● **Comprueba tu comprensión**:
1) Resume el texto en dos oraciones.
2) Indica si cada afirmación coincide con el texto y responde sí o no, citando las palabras del texto que lo deciden. (a) En la sabatina el Presidente se refiere al gobierno de Carlos Julio Arosemena. (b) El programa completo dura cuatro horas. (c) Para la Secom, el 19M es el tema de la sabatina.

● **Texto de lectura**:
^^^^^^^^^^^^^^^^
Podemos volver sobre el video oficial de la sabatina 416 y repasar los diez o doce minutos previos al segmento en cuestión; podemos incluso, si los ánimos sufridores nos asisten, aguantar las cuatro horas completas del programa; veremos que el Presidente ni está hablando de la CIA, ni se acuerda de los Wikileaks, ni de lejos alude al libro de Agee y no se refiere a otro tiempo histórico que no sea el suyo: la infiltración de la que habla es “para desgastar a nuestro gobierno”. No al gobierno de Carlos Julio Arosemena o cualquier otro. Eso es “anacronismo deliberado”. Hay también “atribuciones erróneas”: aunque el único, obsesivo tema de Correa en su sabatina es el 19M, para la Secom ese no es el tema; es apenas el contexto. Las palabras del Presidente han de entenderse, dice, como “el contexto de mostrar al país la violencia producida por ciertos actores políticos, acompañado de la exposición de imágenes”. Si ese es el contexto, ¿cuál es entonces el tema? No puede ser otro que la maldad innata de la CIA, ese sí es el tema verdadero. Salvo que Correa no lo toca. AFP tenía que adivinar. Retorcido expediente semiológico el de la Secom, acaso inspirado en los prometeos que rumian en sus pagos.
^^^^^^^^^^^^^^^^
● **Listado de datos**:

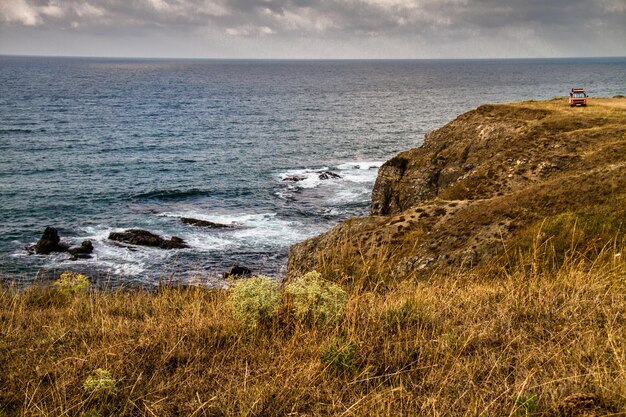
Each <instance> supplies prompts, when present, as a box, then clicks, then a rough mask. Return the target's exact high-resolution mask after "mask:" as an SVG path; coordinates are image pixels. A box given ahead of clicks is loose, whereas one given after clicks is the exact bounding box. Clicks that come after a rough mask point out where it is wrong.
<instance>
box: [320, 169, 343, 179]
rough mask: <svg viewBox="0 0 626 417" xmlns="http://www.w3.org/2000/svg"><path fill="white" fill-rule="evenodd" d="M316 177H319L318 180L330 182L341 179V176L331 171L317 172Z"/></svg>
mask: <svg viewBox="0 0 626 417" xmlns="http://www.w3.org/2000/svg"><path fill="white" fill-rule="evenodd" d="M317 176H318V177H319V179H320V180H330V179H337V178H341V175H339V174H337V173H336V172H332V171H319V172H318V173H317Z"/></svg>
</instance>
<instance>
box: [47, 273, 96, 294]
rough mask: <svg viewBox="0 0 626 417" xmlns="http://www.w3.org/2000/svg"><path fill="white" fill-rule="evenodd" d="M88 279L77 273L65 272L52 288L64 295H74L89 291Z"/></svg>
mask: <svg viewBox="0 0 626 417" xmlns="http://www.w3.org/2000/svg"><path fill="white" fill-rule="evenodd" d="M89 285H90V282H89V278H87V276H86V275H83V274H79V273H78V272H70V271H66V272H63V273H62V274H61V276H60V277H59V279H57V280H56V281H55V282H54V287H55V288H57V289H58V290H59V291H60V292H62V293H63V294H66V295H74V294H80V293H84V292H87V290H89Z"/></svg>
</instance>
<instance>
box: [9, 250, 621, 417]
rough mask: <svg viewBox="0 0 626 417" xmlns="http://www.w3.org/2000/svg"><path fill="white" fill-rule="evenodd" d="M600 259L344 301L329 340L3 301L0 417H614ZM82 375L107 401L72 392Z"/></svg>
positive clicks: (148, 303) (617, 324) (129, 315)
mask: <svg viewBox="0 0 626 417" xmlns="http://www.w3.org/2000/svg"><path fill="white" fill-rule="evenodd" d="M610 255H611V256H606V259H610V261H603V262H601V263H596V264H594V263H593V262H591V263H590V262H589V260H585V259H578V260H574V259H571V260H570V261H569V262H568V263H567V264H566V265H564V266H562V267H561V268H560V269H558V270H552V271H550V272H547V271H543V272H537V271H541V270H542V268H541V266H540V264H539V263H533V261H532V260H531V259H529V260H528V261H529V264H530V265H531V267H532V268H529V269H528V270H525V271H524V270H517V271H516V272H512V273H510V274H508V275H500V276H497V277H496V276H489V275H485V274H484V273H483V272H480V271H476V272H471V271H467V270H463V271H454V270H450V271H448V272H447V273H443V272H442V273H438V274H435V275H433V276H431V277H430V278H429V279H427V280H419V281H411V280H409V281H404V282H400V283H396V284H394V285H391V286H388V287H387V288H386V289H385V290H364V289H362V288H359V287H357V286H352V287H350V286H344V288H345V289H346V290H347V292H348V304H347V308H346V311H345V314H344V316H343V319H342V320H341V321H340V322H339V323H338V324H336V325H328V326H318V325H313V324H306V323H305V322H302V321H299V320H296V319H295V318H294V316H293V313H292V312H291V311H290V310H289V309H287V308H286V307H283V308H281V310H280V311H279V312H278V314H277V315H276V316H275V317H274V318H273V320H271V321H269V322H266V323H264V324H263V325H262V326H260V327H258V328H256V330H253V331H250V330H248V329H246V328H245V327H242V326H240V325H239V324H238V323H237V322H236V321H234V320H233V318H232V312H231V306H230V304H229V301H228V293H227V292H224V291H211V290H206V289H200V288H163V289H162V290H161V291H159V292H157V293H147V292H141V291H133V292H118V293H103V292H87V293H77V294H75V295H71V296H70V295H66V294H63V293H61V292H59V290H58V289H55V288H54V287H41V286H37V287H33V288H30V289H29V290H27V291H25V292H19V291H16V290H13V289H11V288H6V287H5V288H3V289H2V290H1V292H0V335H1V336H0V369H1V370H2V372H0V387H1V388H0V415H6V416H14V415H15V416H19V415H49V416H61V415H76V416H79V415H85V416H87V415H89V416H96V415H100V416H105V415H146V416H148V415H158V416H163V415H171V416H174V415H196V416H285V415H303V416H304V415H306V416H318V415H337V416H349V415H353V416H363V415H379V416H397V415H410V416H414V415H430V416H444V415H445V416H478V415H485V416H487V415H511V416H530V415H541V416H546V415H549V416H600V415H624V414H623V413H624V411H625V410H626V372H625V370H626V320H625V312H626V280H625V279H624V277H625V276H626V275H625V274H626V264H624V263H623V262H622V260H621V256H617V253H611V254H610ZM97 369H102V370H106V371H108V372H110V375H109V376H110V378H111V379H113V380H114V383H113V384H114V385H112V386H111V387H109V388H111V389H104V390H103V391H102V392H101V393H99V392H98V391H97V390H96V391H94V390H93V389H86V387H85V382H86V381H87V379H88V378H90V376H93V373H94V371H95V370H97ZM107 378H108V376H107ZM107 378H105V379H107ZM105 382H106V381H105ZM104 385H105V388H106V387H107V385H106V383H104ZM620 413H622V414H620Z"/></svg>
^^^^^^^^^^^^^^^^
● **Tus respuestas**:
1) En la sabatina 416 el Presidente no habla de la CIA, de los Wikileaks ni del libro de Agee, y la infiltración que menciona es “para desgastar a nuestro gobierno”, lo que el autor llama “anacronismo deliberado”. Aunque el único tema de Correa es el 19M, para la Secom ese es apenas el contexto, de modo que el tema tendría que ser la maldad innata de la CIA, que Correa no toca.

2)
(a) No: “No al gobierno de Carlos Julio Arosemena o cualquier otro.”
(b) Sí: “aguantar las cuatro horas completas del programa”.
(c) No: “para la Secom ese no es el tema; es apenas el contexto.”